Do this -
In the stretch from the line containing "One keypoint belongs on each instance. Annotate the distant" through the end of the entries, change "tab character" to "single space" and reproduce those lines with nothing else altered.

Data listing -

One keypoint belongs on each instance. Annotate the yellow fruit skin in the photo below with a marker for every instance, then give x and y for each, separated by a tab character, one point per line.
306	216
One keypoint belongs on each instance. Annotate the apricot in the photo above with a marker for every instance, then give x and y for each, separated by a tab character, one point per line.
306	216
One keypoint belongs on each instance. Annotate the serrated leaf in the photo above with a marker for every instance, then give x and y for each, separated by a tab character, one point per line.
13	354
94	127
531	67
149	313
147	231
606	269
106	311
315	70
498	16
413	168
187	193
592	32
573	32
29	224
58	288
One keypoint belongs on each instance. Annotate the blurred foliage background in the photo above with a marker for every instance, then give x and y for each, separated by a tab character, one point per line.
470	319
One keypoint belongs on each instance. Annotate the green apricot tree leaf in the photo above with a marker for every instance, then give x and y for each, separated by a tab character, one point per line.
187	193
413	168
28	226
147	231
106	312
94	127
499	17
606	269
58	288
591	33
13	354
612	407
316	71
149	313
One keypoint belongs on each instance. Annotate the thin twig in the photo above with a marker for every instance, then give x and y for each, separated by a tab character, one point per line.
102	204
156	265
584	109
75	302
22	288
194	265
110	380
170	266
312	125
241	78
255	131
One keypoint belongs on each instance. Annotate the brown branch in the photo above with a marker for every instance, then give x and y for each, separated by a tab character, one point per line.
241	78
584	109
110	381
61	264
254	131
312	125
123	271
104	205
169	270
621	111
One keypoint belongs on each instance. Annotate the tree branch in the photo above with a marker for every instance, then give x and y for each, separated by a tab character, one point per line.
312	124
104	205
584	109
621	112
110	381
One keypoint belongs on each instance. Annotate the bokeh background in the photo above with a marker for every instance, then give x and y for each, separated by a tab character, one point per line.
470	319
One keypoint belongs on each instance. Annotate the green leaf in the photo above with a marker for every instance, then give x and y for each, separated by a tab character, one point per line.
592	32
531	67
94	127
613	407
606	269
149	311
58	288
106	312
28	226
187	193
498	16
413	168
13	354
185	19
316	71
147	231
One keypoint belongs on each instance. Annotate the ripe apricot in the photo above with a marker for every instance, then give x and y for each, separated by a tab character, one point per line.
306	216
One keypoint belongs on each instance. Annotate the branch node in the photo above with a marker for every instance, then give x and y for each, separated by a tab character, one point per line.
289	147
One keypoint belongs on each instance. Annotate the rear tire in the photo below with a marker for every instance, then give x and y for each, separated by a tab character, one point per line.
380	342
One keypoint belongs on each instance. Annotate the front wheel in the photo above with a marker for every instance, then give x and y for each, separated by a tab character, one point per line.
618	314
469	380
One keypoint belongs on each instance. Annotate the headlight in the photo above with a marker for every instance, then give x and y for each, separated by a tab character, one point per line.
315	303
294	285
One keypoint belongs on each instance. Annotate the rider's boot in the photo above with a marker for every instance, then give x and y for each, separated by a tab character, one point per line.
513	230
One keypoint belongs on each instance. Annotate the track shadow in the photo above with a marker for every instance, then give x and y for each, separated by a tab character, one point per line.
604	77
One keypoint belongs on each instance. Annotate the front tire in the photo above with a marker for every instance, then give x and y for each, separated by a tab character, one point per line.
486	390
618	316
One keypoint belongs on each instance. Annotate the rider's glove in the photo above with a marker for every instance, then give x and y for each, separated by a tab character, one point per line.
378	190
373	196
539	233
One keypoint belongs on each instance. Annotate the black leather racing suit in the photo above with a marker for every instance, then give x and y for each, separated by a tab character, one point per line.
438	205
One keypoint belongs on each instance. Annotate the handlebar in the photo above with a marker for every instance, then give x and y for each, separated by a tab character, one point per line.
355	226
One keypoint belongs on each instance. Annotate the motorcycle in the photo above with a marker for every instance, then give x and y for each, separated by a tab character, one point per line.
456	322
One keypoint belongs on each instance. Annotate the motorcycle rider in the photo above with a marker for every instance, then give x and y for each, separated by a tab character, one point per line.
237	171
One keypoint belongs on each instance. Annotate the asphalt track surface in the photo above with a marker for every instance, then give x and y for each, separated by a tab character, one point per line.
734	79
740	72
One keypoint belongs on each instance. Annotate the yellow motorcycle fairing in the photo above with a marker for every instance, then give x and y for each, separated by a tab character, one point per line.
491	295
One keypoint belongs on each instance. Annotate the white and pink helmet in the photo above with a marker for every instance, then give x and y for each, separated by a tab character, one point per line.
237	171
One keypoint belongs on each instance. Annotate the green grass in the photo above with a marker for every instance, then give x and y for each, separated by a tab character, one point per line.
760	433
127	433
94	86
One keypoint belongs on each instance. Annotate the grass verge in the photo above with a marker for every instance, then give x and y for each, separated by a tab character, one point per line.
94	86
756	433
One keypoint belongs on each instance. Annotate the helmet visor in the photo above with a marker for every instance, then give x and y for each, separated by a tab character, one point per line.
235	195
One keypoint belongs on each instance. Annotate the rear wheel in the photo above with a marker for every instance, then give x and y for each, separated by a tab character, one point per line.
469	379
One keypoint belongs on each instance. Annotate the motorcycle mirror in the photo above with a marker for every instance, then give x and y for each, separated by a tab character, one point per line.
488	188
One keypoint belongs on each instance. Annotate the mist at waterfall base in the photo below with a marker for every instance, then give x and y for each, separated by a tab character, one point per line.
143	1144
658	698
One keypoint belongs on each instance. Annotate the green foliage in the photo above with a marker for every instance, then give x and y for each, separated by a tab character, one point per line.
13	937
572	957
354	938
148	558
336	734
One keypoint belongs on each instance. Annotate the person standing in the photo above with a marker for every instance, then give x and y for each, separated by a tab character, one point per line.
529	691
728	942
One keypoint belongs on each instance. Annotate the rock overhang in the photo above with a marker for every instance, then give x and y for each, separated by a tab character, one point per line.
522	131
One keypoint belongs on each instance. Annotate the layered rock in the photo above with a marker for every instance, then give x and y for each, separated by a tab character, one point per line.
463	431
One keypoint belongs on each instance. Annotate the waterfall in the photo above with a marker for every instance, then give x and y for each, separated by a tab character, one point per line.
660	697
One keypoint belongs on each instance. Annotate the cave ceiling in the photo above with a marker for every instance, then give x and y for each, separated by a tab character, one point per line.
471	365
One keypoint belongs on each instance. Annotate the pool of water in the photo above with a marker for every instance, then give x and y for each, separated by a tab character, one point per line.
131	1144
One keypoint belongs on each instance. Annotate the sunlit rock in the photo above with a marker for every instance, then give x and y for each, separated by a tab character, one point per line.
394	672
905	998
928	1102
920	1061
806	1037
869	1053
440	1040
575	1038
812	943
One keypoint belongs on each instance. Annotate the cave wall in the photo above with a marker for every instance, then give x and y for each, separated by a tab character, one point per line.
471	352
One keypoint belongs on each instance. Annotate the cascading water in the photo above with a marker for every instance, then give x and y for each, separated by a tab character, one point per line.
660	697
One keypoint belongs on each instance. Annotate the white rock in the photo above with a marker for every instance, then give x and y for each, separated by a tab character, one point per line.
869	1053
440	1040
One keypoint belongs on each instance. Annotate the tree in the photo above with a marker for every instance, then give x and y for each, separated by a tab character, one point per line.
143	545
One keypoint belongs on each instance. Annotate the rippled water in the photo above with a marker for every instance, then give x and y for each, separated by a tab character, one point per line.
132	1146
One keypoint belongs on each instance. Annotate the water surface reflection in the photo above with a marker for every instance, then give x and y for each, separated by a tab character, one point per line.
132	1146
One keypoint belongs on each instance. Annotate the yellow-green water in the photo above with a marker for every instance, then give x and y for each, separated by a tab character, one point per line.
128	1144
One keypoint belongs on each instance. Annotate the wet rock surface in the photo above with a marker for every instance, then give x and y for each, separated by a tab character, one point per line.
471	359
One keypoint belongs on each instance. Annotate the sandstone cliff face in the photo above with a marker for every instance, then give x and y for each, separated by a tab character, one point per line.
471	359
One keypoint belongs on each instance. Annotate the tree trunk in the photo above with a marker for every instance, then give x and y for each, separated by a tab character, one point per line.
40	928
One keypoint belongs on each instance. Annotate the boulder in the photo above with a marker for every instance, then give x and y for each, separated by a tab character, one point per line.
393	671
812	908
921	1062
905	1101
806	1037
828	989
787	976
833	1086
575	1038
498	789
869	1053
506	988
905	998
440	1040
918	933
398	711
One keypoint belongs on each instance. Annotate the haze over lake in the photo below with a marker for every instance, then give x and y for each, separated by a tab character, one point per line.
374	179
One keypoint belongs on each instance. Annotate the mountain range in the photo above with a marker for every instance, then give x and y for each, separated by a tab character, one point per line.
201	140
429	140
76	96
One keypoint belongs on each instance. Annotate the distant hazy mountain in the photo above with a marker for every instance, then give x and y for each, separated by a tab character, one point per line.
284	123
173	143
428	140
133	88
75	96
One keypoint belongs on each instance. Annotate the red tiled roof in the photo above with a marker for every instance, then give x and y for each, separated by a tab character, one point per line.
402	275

Exercise response -
One keypoint belongs on each instance. Annotate the distant hazy mountain in the photo above with a marker for every instance, then give x and y for each, separated by a single space, one point per line.
284	123
173	143
428	140
133	88
75	96
One keypoint belongs on each instance. Annotate the red tiled roof in the photo above with a marker for every instance, then give x and y for each, separated by a single space, one point per line.
402	275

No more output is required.